-------- Sunulan Metin --------
• Sonuç bulunamadı

Araştırma Deseni

İlk okuma yazma öğretimi sürecinde akran işbirliğinin incelenmesini amaçlayan nitel araştırmada doğal inceleme (naturalistic inquiry) yaklaşımı kullanılmıştır. Doğal inceleme, bir araştırma yaklaşımı olup, araştırmanın nasıl yürütüleceğine ilişkin desen ya da modeldir (Guba ve Lincoln, 1982, s. 233).

Willems ve Raush (1969) doğal inceleme desenini, bir fenomenin ve ona ilişkin doğal olarak oluşan bağlamları araştırmak, soruşturmak ve incelemek olarak

tanımlamaktadır (Stramel, 2010, s. 9). Doğal inceleme deseninde araştırmacı, uygulamayı tamamen doğal ortamında inceler ve uygulamada yer alan bireylerle etkileşime tamamen girmemekle birlikte, görüşme ve ürün analizleri gibi veri toplama yöntem ve tekniklerini kullanabilmektedir (Lindlof ve Taylor, 2002).

Araştırmalarda doğal inceleme yaklaşımında gerçekler çokludur,

yapılandırılmıştır ve bütüncüldür. Bilgi ve bilgiyi araştıranlar etkileşim halindedir ve ayrılamazlar. Zaman ve bağlamı içeren hipotezler kurmak olasıdır. Tüm ögeler diğer ögeler ile birlikte anlık olarak oluşmakta ve bu nedenle, nedenlerin ve sonuçların ayırt edilmesinde zorlanılmaktadır. Ayrıca, doğal inceleme yaklaşımında problemin seçimi, değerlendirilmesi, izlenen yol, zaman çizelgesi, probleme odaklanma gibi bağlamlar bakımından araştırmacı önemlidir (Lincoln ve Guba, 1985, ss. 37-38).
-------- Veri Kesiti --------
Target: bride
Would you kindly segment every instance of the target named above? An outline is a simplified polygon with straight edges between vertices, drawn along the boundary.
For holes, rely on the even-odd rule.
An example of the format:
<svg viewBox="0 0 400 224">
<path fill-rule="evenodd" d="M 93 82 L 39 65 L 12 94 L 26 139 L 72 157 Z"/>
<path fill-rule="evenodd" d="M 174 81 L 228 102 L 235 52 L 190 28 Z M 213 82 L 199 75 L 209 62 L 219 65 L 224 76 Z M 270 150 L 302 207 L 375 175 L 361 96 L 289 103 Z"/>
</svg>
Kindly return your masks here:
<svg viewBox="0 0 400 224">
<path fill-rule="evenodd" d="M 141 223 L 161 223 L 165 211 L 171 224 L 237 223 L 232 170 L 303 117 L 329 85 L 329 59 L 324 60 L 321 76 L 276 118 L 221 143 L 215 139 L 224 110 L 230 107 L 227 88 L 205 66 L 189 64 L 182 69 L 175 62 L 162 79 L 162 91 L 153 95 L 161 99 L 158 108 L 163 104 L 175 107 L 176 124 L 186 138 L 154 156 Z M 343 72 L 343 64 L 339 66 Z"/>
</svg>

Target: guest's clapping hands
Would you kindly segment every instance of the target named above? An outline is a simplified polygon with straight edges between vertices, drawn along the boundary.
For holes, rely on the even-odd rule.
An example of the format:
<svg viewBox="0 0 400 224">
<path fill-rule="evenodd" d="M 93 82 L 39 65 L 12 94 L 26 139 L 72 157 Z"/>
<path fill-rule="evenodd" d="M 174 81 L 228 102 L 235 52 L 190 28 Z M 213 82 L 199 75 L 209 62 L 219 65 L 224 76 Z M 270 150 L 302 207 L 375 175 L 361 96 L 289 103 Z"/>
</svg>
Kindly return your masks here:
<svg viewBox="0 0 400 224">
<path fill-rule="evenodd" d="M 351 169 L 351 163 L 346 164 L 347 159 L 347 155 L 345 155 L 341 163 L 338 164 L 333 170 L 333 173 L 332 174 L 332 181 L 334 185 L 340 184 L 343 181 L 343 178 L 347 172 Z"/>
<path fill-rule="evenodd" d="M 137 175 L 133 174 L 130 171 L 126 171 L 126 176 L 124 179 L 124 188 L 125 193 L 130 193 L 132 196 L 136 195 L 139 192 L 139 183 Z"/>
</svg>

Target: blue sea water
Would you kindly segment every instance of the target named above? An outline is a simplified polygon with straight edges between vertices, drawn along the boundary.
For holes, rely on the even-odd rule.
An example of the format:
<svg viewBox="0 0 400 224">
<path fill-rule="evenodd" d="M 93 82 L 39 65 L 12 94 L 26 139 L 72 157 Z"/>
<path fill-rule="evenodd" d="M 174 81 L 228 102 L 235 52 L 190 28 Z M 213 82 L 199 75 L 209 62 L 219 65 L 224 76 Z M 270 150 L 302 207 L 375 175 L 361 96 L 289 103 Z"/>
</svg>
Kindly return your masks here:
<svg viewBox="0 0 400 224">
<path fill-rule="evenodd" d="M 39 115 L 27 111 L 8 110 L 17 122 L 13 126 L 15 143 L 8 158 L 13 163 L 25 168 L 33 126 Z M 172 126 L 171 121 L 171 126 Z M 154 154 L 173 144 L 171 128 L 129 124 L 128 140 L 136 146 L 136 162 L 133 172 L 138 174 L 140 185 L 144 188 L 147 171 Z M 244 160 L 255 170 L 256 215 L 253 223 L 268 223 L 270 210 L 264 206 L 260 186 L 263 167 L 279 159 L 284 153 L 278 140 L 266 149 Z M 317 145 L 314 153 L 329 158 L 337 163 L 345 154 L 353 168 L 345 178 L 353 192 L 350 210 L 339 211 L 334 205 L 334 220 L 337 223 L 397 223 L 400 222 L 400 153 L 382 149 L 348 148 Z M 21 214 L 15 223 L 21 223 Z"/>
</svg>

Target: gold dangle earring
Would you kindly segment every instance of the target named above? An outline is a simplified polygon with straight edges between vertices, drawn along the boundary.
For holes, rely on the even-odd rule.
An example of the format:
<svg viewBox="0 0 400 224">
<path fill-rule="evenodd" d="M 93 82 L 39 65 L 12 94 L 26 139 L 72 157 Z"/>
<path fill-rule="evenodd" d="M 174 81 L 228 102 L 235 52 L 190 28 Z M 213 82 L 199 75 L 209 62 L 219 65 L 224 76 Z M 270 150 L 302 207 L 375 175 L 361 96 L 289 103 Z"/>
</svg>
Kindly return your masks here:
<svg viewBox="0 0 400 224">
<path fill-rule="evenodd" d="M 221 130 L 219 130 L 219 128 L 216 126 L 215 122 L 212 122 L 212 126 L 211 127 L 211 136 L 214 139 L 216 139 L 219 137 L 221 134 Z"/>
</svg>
--------
● Yapılacak İşler
**A.** Araştırma deseni metnine göre doğal inceleme yaklaşımında gerçekler nasıl nitelendirilir?
**B.** Araştırma deseni metninde "yapılandırılmıştır ve bütüncüldür." sözcüklerini içeren yerle başlayıp "1985, ss. 37-38)." ile biten bölümü aynen aktarın.
**C.** Araştırma deseni metnini bittiği yerden devam ettirin.

● Görev Yanıtları
**A.** Gerçekler çokludur, yapılandırılmıştır ve bütüncüldür.

**B.**
yapılandırılmıştır ve bütüncüldür. Bilgi ve bilgiyi araştıranlar etkileşim halindedir ve ayrılamazlar. Zaman ve bağlamı içeren hipotezler kurmak olasıdır. Tüm ögeler diğer ögeler ile birlikte anlık olarak oluşmakta ve bu nedenle, nedenlerin ve sonuçların ayırt edilmesinde zorlanılmaktadır. Ayrıca, doğal inceleme yaklaşımında problemin seçimi, değerlendirilmesi, izlenen yol, zaman çizelgesi, probleme odaklanma gibi bağlamlar bakımından araştırmacı önemlidir (Lincoln ve Guba, 1985, ss. 37-38).

**C.**
Doğal inceleme yaklaşımında araştırma yaparken doğal ortam, insan ögesi, örtük bilgilerin kullanılması, nitel veriler, amaçlı örneklem, tümevarımsal veri analizi, gömülü teori, ortaya çıkarıcı tasarım, etkileşimli ürünler, durum çalışması raporu türü, kendine özgü yorumlama, kuşkulu uygulama, odak tabanlı sınırlar ve güvenirlik için özel ölçütler olmak üzere 14 özelliğe dikkat etmek gerekmektedir (Lincoln ve Guba, 1985, s. 41-42).

Doğal inceleme araştırmalarında doğal ortam özelliğine göre; araştırma ortamları bütünseldir ve parçalara ayrıldığı zaman bütünlüğün bozulacağı bir durum bulunmaktadır. Ayrıca, ortamdaki etkileşimlerin bütünsel olarak gözlemlenebilmesi için ortamın da bütünsel olarak incelenmesi gerekmektedir. Bu tür araştırmalarda insan ögesi özelliğine göre; araştırma ortamındaki veriler ve ortamdaki etkileşimler, bu

etkileşimlerin anlamları ve yönleri gibi özelliklerin incelenebilmesi için bir veri toplama aracı geliştirmek neredeyse imkânsız olduğundan, araştırmacı veri toplayıcı olarak kendisini ya da başka insanları seçmektedir. Araştırmacı bu bağlamda, ilkokul birinci sınıftaki öğrencilerin ilk okuma yazma öğretimi sürecinde gerçekleştirdikleri akran işbirliğini doğal ortamında incelemiştir. Araştırmacı bu süreç içerisinde sınıf ortamında yer almış ve öğretme-öğrenme sürecinde öğretmenin öğrencilerle ya da öğrencilerın birbiriyle olan iletişimlerine müdahale etmemiştir. Sürecin bir parçası olarak

araştırmada yer almıştır.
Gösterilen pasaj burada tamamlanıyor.